=== Exercise objective ===
Take the lines below from the first through the one that contains "[147, 13], one" and copy them exactly.
——
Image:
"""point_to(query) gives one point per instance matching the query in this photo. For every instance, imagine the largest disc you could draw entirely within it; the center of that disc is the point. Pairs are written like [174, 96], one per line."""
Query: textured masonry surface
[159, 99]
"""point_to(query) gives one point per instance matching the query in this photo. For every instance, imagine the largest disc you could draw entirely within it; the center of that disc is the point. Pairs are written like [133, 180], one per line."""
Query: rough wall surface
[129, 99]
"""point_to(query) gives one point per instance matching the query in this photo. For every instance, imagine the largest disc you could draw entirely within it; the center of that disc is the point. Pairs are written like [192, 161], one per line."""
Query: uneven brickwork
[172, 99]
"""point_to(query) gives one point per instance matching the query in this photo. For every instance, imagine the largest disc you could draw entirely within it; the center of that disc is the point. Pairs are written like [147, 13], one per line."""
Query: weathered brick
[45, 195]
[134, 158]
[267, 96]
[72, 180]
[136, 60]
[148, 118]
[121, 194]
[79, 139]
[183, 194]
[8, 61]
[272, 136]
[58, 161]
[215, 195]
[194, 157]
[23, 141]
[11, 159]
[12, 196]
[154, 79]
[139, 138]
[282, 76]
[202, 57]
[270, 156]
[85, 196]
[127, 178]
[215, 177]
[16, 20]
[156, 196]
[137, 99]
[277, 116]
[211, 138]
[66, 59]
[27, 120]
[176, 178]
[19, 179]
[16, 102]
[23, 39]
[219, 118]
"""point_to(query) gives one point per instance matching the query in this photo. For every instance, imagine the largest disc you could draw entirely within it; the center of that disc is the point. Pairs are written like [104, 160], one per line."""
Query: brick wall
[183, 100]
——
=== Response to the exercise ===
Image:
"""point_to(query) gives one point per instance matching the query in this photo. For every instance, imagine the largest disc you could draw entirely within it; the center of that disc is the point. Pairs are written like [174, 96], one per line."""
Query: textured masonry surface
[159, 99]
"""point_to(query) gives one point per instance matching the query in this photo. For every instance, imagine the largest disc you could draw entirely within it; the center of that disc is the point. Pairs are written like [133, 180], one per line."""
Query: rough wall surface
[129, 99]
"""point_to(query) gives one point per instance matching the query in this photo. For every instance, imagine the largest disc you could draw entirely within it; the center of that disc is the point. Pairs are written like [192, 161], one per line."""
Query: uneven brickwork
[172, 99]
"""point_to(query) gives one point per instance matching the query in this photo. For every instance, imagine the largest disc you could draw entirely within it; the center of that disc is the point. Pairs are written like [147, 13], one per line."""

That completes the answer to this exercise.